Directions: Edit the items below, changing every "blossom" to "flower" and keeping all else the same. Leave the pictures out of your answer.

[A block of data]
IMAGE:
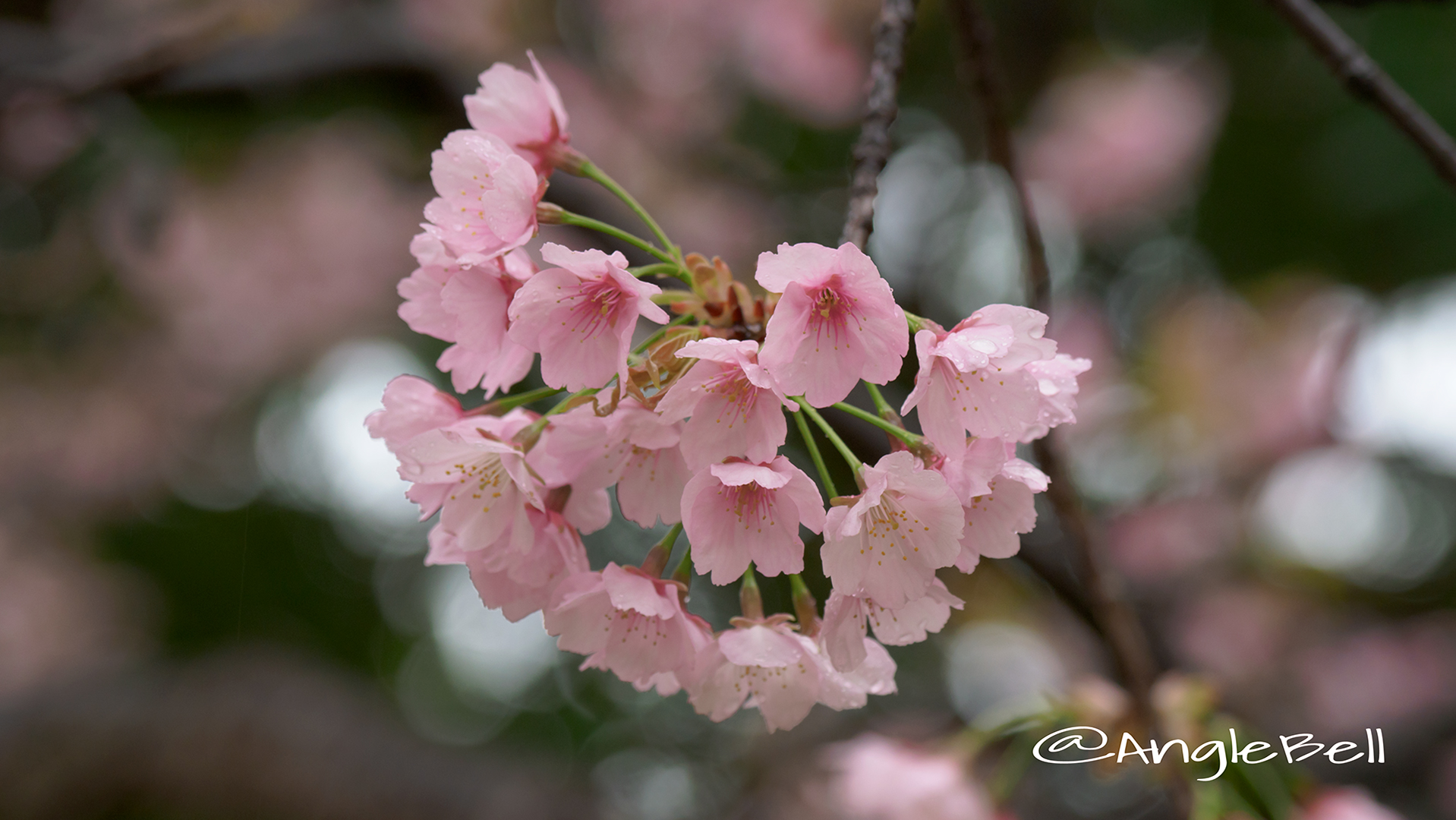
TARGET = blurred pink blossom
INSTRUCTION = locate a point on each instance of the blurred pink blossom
(1126, 140)
(1346, 804)
(789, 50)
(60, 615)
(875, 778)
(1235, 632)
(296, 248)
(38, 131)
(1167, 539)
(1254, 382)
(1382, 675)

Task output:
IMAGE:
TARGET = blurred pink flower
INSTRUCTION = locate a point on each instance of the blurred pink flower
(1126, 140)
(1346, 804)
(789, 50)
(60, 615)
(875, 778)
(1235, 632)
(296, 248)
(38, 131)
(1167, 539)
(1254, 382)
(1382, 675)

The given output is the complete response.